■ EXERCISE AIM
Convert every line of the items below into a numbered list, leaving out blank lines and any pictures.

Extracted data entries
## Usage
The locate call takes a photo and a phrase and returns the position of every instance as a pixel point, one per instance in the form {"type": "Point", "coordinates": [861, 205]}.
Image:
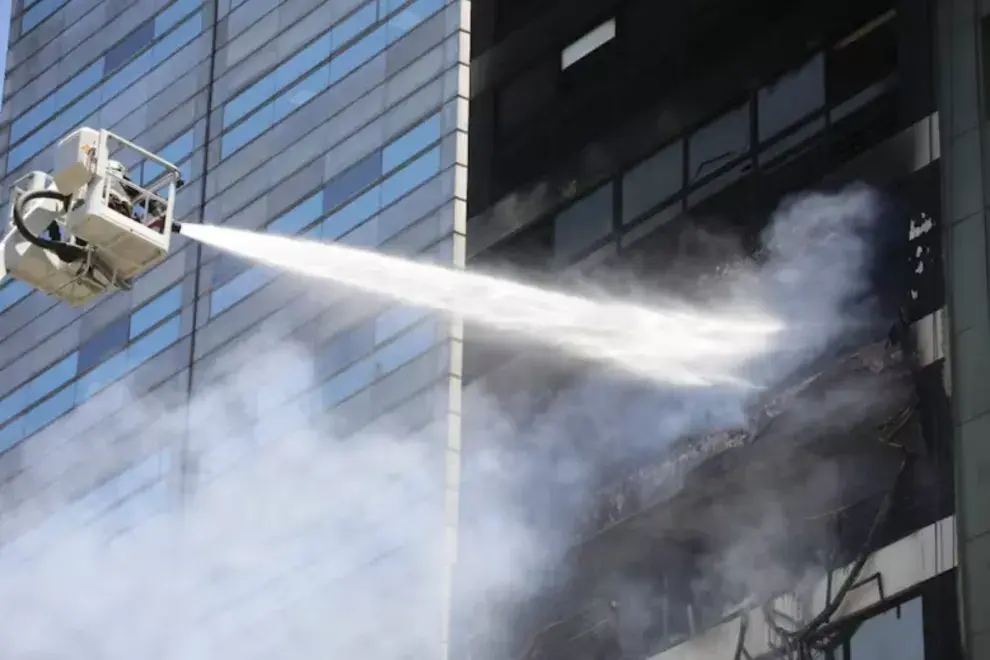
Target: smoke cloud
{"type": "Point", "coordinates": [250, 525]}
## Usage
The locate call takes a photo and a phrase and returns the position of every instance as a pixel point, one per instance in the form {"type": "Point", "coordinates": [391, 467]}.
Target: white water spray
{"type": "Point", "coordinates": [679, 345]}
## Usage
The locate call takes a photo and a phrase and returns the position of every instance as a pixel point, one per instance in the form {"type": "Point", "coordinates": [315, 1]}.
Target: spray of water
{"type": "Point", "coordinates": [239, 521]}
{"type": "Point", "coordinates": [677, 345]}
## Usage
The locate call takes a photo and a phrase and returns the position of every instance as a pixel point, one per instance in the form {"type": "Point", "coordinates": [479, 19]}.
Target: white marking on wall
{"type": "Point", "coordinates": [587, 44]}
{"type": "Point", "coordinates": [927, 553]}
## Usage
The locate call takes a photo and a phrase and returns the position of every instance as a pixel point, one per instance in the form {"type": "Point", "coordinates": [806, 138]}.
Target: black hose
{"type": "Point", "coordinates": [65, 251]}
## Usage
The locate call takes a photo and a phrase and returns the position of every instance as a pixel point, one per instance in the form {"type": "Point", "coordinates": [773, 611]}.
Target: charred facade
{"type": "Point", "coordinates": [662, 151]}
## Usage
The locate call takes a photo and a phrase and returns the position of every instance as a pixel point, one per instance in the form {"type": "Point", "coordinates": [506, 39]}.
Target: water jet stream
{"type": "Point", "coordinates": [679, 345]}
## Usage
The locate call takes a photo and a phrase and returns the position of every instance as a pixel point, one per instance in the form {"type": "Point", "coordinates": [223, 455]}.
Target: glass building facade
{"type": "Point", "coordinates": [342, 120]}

■ RESULT FOR THIS TASK
1. ## Usage
2. The locate call takes a photo and a phrase and returns the position of every instance as a pixel point, one per instance in the form {"type": "Point", "coordinates": [861, 205]}.
3. Image:
4. Target: smoke cloud
5. {"type": "Point", "coordinates": [250, 525]}
6. ## Usage
7. The locate call takes a photo and a phrase and returns the position of every instance as a pixel point, one per instance in the form {"type": "Point", "coordinates": [391, 467]}.
8. Target: white water spray
9. {"type": "Point", "coordinates": [679, 345]}
10. ## Usage
11. The locate call takes a photo and a phrase and returns the position of every instance as a pixel point, one per instance in the form {"type": "Point", "coordinates": [315, 1]}.
12. Target: spray of water
13. {"type": "Point", "coordinates": [239, 521]}
14. {"type": "Point", "coordinates": [677, 345]}
15. ## Usage
16. The locate call takes a photo and a phrase and returns the position of every instance as a pixel point, one per instance in the form {"type": "Point", "coordinates": [479, 19]}.
17. Target: white marking on wall
18. {"type": "Point", "coordinates": [587, 44]}
19. {"type": "Point", "coordinates": [927, 553]}
20. ## Usage
21. The locate call takes a photo and a phrase and returns the position of every instance as a pixel point, one per instance in the form {"type": "Point", "coordinates": [806, 138]}.
22. Target: black hose
23. {"type": "Point", "coordinates": [65, 251]}
24. ## Usage
25. The locate call takes a photo and a phrase and returns the position of every instance as a pixel point, one per instance in the form {"type": "Point", "coordinates": [773, 611]}.
26. Target: charred facade
27. {"type": "Point", "coordinates": [662, 151]}
28. ## Usage
29. The locate call takes a photo and a phrase and returns the position of every instance as a pixel point, one per instance in the form {"type": "Point", "coordinates": [506, 39]}.
30. Target: water jet stream
31. {"type": "Point", "coordinates": [679, 345]}
32. ## Usage
33. The locate call takes a photo and a phrase and returns the position of every instance as a pixel point, one per instance in the form {"type": "Point", "coordinates": [223, 455]}.
34. Target: glass building facade
35. {"type": "Point", "coordinates": [342, 120]}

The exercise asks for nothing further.